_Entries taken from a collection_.
════════════════════
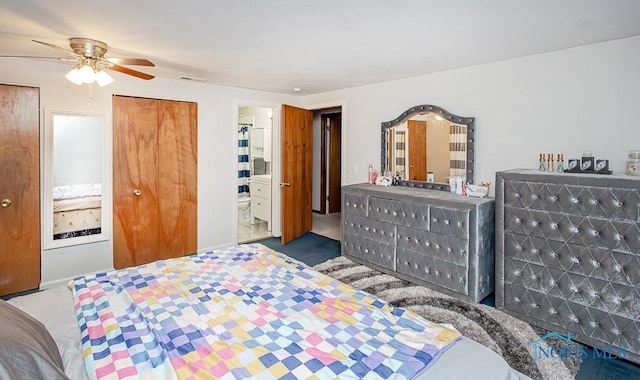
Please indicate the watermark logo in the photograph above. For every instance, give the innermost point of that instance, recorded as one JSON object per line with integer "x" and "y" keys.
{"x": 559, "y": 346}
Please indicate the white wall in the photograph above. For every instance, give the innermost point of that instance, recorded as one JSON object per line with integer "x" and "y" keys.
{"x": 217, "y": 149}
{"x": 578, "y": 99}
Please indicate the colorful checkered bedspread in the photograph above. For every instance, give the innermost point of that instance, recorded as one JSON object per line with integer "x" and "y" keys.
{"x": 245, "y": 312}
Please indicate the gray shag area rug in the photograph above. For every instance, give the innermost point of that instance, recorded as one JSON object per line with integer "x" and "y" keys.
{"x": 510, "y": 337}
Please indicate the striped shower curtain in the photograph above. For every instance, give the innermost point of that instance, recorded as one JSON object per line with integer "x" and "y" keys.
{"x": 458, "y": 150}
{"x": 244, "y": 168}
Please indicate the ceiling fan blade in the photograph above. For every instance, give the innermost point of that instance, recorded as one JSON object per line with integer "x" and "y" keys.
{"x": 135, "y": 73}
{"x": 34, "y": 57}
{"x": 130, "y": 61}
{"x": 66, "y": 51}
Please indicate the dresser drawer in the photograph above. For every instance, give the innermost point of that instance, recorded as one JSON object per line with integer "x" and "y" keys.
{"x": 443, "y": 247}
{"x": 596, "y": 202}
{"x": 450, "y": 222}
{"x": 399, "y": 212}
{"x": 355, "y": 204}
{"x": 586, "y": 231}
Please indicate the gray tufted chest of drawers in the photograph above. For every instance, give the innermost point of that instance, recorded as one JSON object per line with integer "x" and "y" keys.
{"x": 568, "y": 255}
{"x": 432, "y": 238}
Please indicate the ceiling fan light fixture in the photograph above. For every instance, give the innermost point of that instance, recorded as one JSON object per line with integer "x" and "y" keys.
════════════════════
_Goal of the exercise_. Without the images, print all of the lines above exactly.

_Response for this exercise_.
Please indicate the watermark logo in the photograph above. For every instance, give the innermost point of that instance, recorded as one JSON object per line with integer "x" and "y" keys.
{"x": 559, "y": 346}
Please indicate the white wall in the photograph above. For every instance, give the innermost point of that instance, recorded as one JSON object per line with integer "x" and "y" keys.
{"x": 217, "y": 149}
{"x": 578, "y": 99}
Please indicate the colorful checkered bedspread in the photograph above. For every instance, give the innermost point of that instance, recorded as one JSON object per line with integer "x" and "y" keys.
{"x": 245, "y": 312}
Please indicate the gray shag area rug in the photograph above. For every instance, give the innermost point of that instance, recorded as one JSON object per line with integer "x" and "y" keys.
{"x": 510, "y": 337}
Please indicate the striped shower curtain in the photograph above. For every instance, give the innermost point of that instance, recorded as one JSON object per line with integer "x" and "y" keys.
{"x": 458, "y": 150}
{"x": 244, "y": 168}
Please indicate the ceiling fan blade in the photograph above. For every instance, give the innermost point of that instance, recorded as one JSON object per line with integer "x" and "y" keys.
{"x": 135, "y": 73}
{"x": 34, "y": 57}
{"x": 130, "y": 61}
{"x": 66, "y": 51}
Please indicate the dresser drawer in the photograph above. For every instance, give the innermost point of that instance, recorded as one JSON object per line with integer "x" and "y" keys.
{"x": 443, "y": 247}
{"x": 596, "y": 202}
{"x": 450, "y": 222}
{"x": 399, "y": 212}
{"x": 355, "y": 204}
{"x": 586, "y": 231}
Please indicate the gray tufted chest of drawers in the photograph above. For every instance, give the innermost point of that instance, recorded as one JSON object per line with integer "x" and "y" keys.
{"x": 568, "y": 255}
{"x": 432, "y": 238}
Please indicate the ceiling fan light fixture in the photograph above. For every instance, give the innermost point of that instance, recorded as one JSON object per line with integer "x" and "y" keys.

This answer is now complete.